→ **Dataset records**
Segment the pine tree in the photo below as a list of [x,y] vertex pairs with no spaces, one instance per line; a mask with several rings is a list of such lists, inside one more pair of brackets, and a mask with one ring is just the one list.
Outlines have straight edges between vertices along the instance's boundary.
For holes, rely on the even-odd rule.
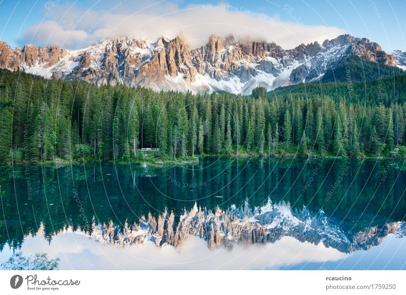
[[[0,126],[2,126],[0,128],[0,163],[6,160],[11,149],[13,114],[10,104],[4,93],[0,96]],[[22,131],[24,132],[24,136],[27,137],[28,130],[25,126]],[[23,148],[26,148],[25,143]]]
[[337,156],[346,155],[343,139],[343,131],[341,126],[341,119],[340,114],[336,115],[335,123],[334,126],[334,139],[333,140],[333,152]]
[[250,108],[250,113],[248,119],[247,130],[247,151],[250,152],[254,148],[254,128],[255,128],[255,108],[252,103]]
[[371,136],[369,137],[369,143],[371,145],[371,150],[374,155],[378,156],[381,153],[381,142],[379,140],[379,136],[375,126],[372,129]]
[[196,108],[196,105],[193,105],[192,114],[189,120],[189,150],[192,157],[194,157],[194,151],[196,150],[196,146],[197,144],[197,109]]
[[291,121],[290,113],[288,109],[285,113],[285,117],[283,119],[283,141],[289,146],[291,142],[292,136],[292,122]]
[[316,118],[316,143],[320,154],[323,154],[325,150],[324,141],[324,125],[323,122],[323,117],[321,107],[317,109],[317,115]]
[[268,123],[268,129],[266,133],[266,142],[268,144],[268,156],[270,156],[270,149],[272,147],[272,128],[270,123]]
[[203,154],[204,140],[205,137],[204,134],[203,124],[201,123],[201,120],[200,120],[199,123],[199,135],[197,140],[197,151],[200,155]]
[[[135,99],[134,99],[134,100]],[[138,117],[138,110],[134,101],[133,101],[130,109],[129,118],[128,118],[128,139],[130,141],[129,145],[132,147],[132,153],[135,157],[137,154],[137,148],[138,146],[140,121]]]
[[303,130],[303,134],[299,145],[299,155],[300,156],[306,156],[308,154],[308,139],[306,137],[306,131]]
[[273,145],[274,146],[274,154],[275,153],[275,150],[278,148],[278,144],[279,143],[279,126],[278,125],[278,121],[276,121],[276,125],[275,126],[275,132],[274,133],[274,140]]
[[392,110],[390,108],[388,110],[388,132],[386,135],[386,146],[388,150],[390,151],[394,148],[394,140],[395,134],[393,131],[393,119],[392,115]]
[[240,153],[240,140],[241,135],[241,126],[240,125],[240,114],[239,112],[238,102],[235,102],[235,107],[234,109],[234,136],[233,138],[236,144],[237,156]]
[[354,155],[357,156],[360,153],[359,151],[359,137],[358,136],[358,129],[357,127],[357,123],[354,121],[354,126],[351,131],[351,150]]
[[231,151],[231,144],[232,142],[232,137],[231,136],[231,124],[230,120],[230,113],[227,113],[227,132],[226,133],[225,148],[228,154],[230,154]]

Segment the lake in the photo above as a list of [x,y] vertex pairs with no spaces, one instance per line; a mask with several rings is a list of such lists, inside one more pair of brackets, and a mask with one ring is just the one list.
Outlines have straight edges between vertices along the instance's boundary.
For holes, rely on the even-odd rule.
[[65,269],[403,269],[403,161],[205,158],[2,167],[0,263]]

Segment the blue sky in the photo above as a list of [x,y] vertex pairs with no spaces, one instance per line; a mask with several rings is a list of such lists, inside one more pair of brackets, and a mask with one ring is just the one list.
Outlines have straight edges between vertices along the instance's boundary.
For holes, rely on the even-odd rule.
[[193,47],[231,32],[288,49],[349,33],[404,51],[405,11],[406,0],[3,1],[0,40],[74,49],[117,35],[153,40],[182,31]]

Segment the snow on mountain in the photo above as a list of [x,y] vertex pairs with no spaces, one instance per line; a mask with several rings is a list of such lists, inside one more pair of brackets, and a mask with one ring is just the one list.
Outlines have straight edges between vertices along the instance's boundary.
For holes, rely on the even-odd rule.
[[[404,67],[404,54],[393,54],[398,66]],[[20,50],[0,42],[3,68],[97,85],[124,84],[194,93],[225,91],[249,94],[258,86],[270,90],[312,82],[354,55],[396,65],[395,57],[377,43],[348,34],[289,50],[274,43],[236,41],[231,35],[224,39],[212,35],[205,46],[192,50],[180,37],[160,38],[152,43],[115,38],[78,50],[32,45]]]
[[[206,241],[210,249],[224,247],[229,250],[240,243],[275,243],[287,236],[351,253],[379,245],[389,234],[397,233],[401,236],[405,231],[403,223],[387,223],[358,232],[349,232],[322,211],[312,212],[304,207],[294,209],[289,204],[273,204],[268,199],[263,206],[253,210],[248,202],[241,208],[232,205],[225,210],[217,208],[214,212],[198,208],[195,204],[179,218],[165,211],[158,216],[149,213],[138,222],[126,222],[121,225],[112,222],[97,224],[93,220],[89,228],[77,229],[75,232],[102,244],[119,246],[153,243],[158,247],[177,247],[191,235]],[[70,227],[58,233],[73,231]],[[43,235],[44,232],[42,225],[37,234]]]
[[406,70],[406,52],[400,50],[395,50],[391,53],[396,60],[396,65],[404,70]]

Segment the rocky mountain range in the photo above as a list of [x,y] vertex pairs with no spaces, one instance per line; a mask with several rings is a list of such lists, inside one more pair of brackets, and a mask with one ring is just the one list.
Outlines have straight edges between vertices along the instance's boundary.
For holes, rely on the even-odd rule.
[[[320,243],[343,253],[366,250],[380,244],[389,234],[402,237],[404,223],[394,222],[367,227],[358,232],[346,231],[334,218],[324,212],[311,212],[303,207],[293,209],[289,204],[267,204],[252,211],[248,203],[242,208],[231,206],[215,211],[194,207],[180,216],[167,211],[158,216],[149,213],[139,222],[124,225],[93,223],[91,228],[65,229],[102,244],[123,246],[152,242],[158,247],[177,247],[189,235],[206,241],[210,249],[231,250],[240,243],[253,244],[275,243],[283,237],[292,237],[300,242]],[[44,235],[43,226],[37,235]]]
[[0,67],[47,78],[79,79],[98,86],[123,84],[155,90],[225,91],[250,94],[320,79],[353,56],[405,68],[406,55],[387,54],[365,38],[345,34],[285,50],[274,43],[211,35],[190,49],[181,37],[154,42],[125,38],[106,40],[87,48],[25,45],[13,49],[0,42]]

→ **Task goal**
Copy out every entry above word for word, leaving out the pictures.

→ **Task response**
Segment the pine tree in the photo below as a list of [x,y] vertex pairs with no spaces, one instance per line; a mask with several rings is a list of such lists, inside one more pair of brackets, and a mask with one ring is just the one list.
Outlines have straight edges between vertices along the instance's boundary.
For holes, rely on the even-odd rule.
[[[0,126],[2,126],[0,128],[0,163],[6,160],[11,149],[13,114],[10,104],[4,93],[0,96]],[[22,131],[24,132],[24,136],[27,137],[28,130],[25,126]],[[23,148],[26,148],[25,143]]]
[[337,156],[346,155],[343,139],[343,131],[341,126],[341,119],[340,114],[336,115],[335,123],[334,126],[334,139],[333,140],[333,152]]
[[250,108],[250,113],[248,119],[247,130],[247,151],[250,152],[254,148],[254,128],[255,128],[255,108],[252,103]]
[[371,136],[369,137],[369,143],[371,145],[371,150],[374,155],[378,156],[381,153],[381,142],[379,140],[379,136],[375,126],[372,129]]
[[196,108],[196,105],[193,105],[192,114],[189,120],[189,150],[192,157],[194,157],[194,151],[196,150],[196,146],[197,144],[197,109]]
[[291,121],[290,113],[288,109],[285,113],[285,117],[283,119],[283,141],[289,146],[291,142],[292,136],[292,122]]
[[316,118],[316,143],[320,154],[323,154],[325,150],[324,141],[324,125],[323,122],[323,117],[321,107],[317,109],[317,115]]
[[268,123],[268,129],[266,133],[266,142],[268,144],[268,156],[270,156],[270,149],[272,147],[272,128],[270,123]]
[[203,154],[204,140],[205,137],[204,134],[203,124],[201,123],[201,120],[200,120],[199,123],[199,135],[197,140],[197,151],[200,155]]
[[[135,99],[134,99],[134,100]],[[138,117],[138,110],[134,101],[133,101],[130,109],[129,118],[128,118],[128,139],[130,141],[129,145],[132,147],[132,153],[135,157],[137,154],[137,148],[138,146],[140,121]]]
[[303,130],[303,134],[299,145],[299,155],[300,156],[306,156],[308,154],[308,139],[306,137],[306,131]]
[[273,145],[274,146],[274,154],[275,153],[275,150],[278,148],[278,144],[279,143],[279,126],[278,125],[278,121],[276,121],[276,125],[275,126],[275,132],[274,133],[274,140]]
[[392,110],[390,108],[388,110],[388,132],[386,135],[386,146],[388,150],[390,151],[394,148],[394,140],[395,134],[393,131],[393,119],[392,115]]
[[240,153],[240,140],[241,135],[241,126],[240,125],[240,114],[239,112],[238,102],[235,102],[235,107],[234,109],[234,136],[233,138],[236,144],[237,156]]
[[354,155],[357,156],[360,153],[359,151],[359,137],[358,136],[358,129],[357,127],[357,123],[354,121],[354,126],[351,131],[351,150]]
[[231,151],[231,144],[232,142],[232,137],[231,136],[231,124],[230,120],[230,113],[227,113],[227,132],[226,133],[225,148],[228,154],[230,154]]

Segment the lake in the photo above as a list of [x,y] vertex pairs with no spaces, one instance per line; a mask with several rings is a list of such lists, inside one more pair of brackets, and a mask with one ring is just the one list.
Outlines have straight edges between vertices along the instance's boundary.
For holes, rely on the even-odd rule.
[[65,269],[403,269],[403,161],[205,158],[2,167],[0,263]]

Segment the blue sky in the photo above as a list of [x,y] vertex pairs with no spaces, one instance per line; a mask with several rings is a list of such lists, inside one more pair of brackets, and a mask with one ring is just the one list.
Outlines have straight edges between vertices along the instance's boundary.
For holes, rely on the even-odd rule.
[[193,47],[231,32],[288,49],[349,33],[404,51],[405,11],[406,0],[3,1],[0,40],[74,49],[117,35],[153,40],[182,31]]

Segment the snow on mountain in the photo above as a list of [x,y] vertex pairs with no spaces, one instance per line; a mask with several rings is a list of such lists, inside one more pair of brackets, and a mask with one ring is just the one list.
Outlines have straight edges between vertices along the instance's boundary.
For holes, rely on the even-odd rule.
[[[404,67],[404,54],[393,54],[398,66]],[[20,50],[0,42],[3,68],[97,85],[124,84],[194,93],[225,91],[249,94],[258,86],[270,90],[312,82],[354,55],[396,65],[395,57],[377,43],[348,34],[289,50],[274,43],[236,41],[231,35],[224,39],[212,35],[205,46],[192,50],[180,37],[160,38],[152,43],[115,38],[78,50],[32,45]]]
[[[206,241],[210,249],[224,247],[229,250],[240,243],[275,243],[287,236],[351,253],[379,245],[389,234],[397,233],[401,236],[405,231],[403,223],[387,223],[358,232],[349,232],[322,211],[312,212],[304,207],[294,209],[289,204],[273,204],[268,199],[263,206],[253,210],[248,202],[241,208],[232,205],[225,210],[217,208],[214,212],[198,208],[195,204],[179,218],[165,211],[158,216],[149,213],[138,222],[126,222],[121,225],[112,222],[97,224],[93,220],[89,228],[77,229],[75,232],[102,244],[119,246],[153,243],[158,247],[177,247],[191,235]],[[70,227],[58,233],[73,231]],[[43,235],[44,232],[42,225],[37,234]]]
[[406,70],[406,52],[400,50],[395,50],[391,53],[396,60],[396,65],[404,70]]

Segment the rocky mountain range in the photo above as a list of [x,y] vertex pairs with no spaces, one instance per line; a mask with several rings is a list of such lists, inside one more pair of brackets, and a mask with one ring is just the one list.
Outlines have straight edges between vertices along the instance's boundary.
For holes, rely on the even-odd rule.
[[[320,243],[343,253],[366,250],[380,244],[389,234],[402,237],[404,223],[394,222],[367,227],[358,232],[346,231],[334,218],[324,212],[311,212],[303,207],[293,209],[289,204],[267,204],[252,211],[248,203],[242,208],[231,206],[215,211],[194,207],[180,216],[167,211],[158,216],[149,213],[139,222],[124,225],[93,223],[91,228],[65,229],[102,244],[123,246],[152,242],[158,247],[177,247],[189,235],[206,241],[210,249],[231,250],[240,243],[253,244],[275,243],[283,237],[292,237],[300,242]],[[44,235],[43,226],[37,235]]]
[[0,67],[47,78],[79,79],[98,86],[123,84],[155,90],[225,91],[250,94],[320,79],[353,56],[405,68],[406,55],[387,54],[365,38],[345,34],[285,50],[274,43],[211,35],[190,49],[181,37],[154,42],[125,38],[106,40],[87,48],[25,45],[13,49],[0,42]]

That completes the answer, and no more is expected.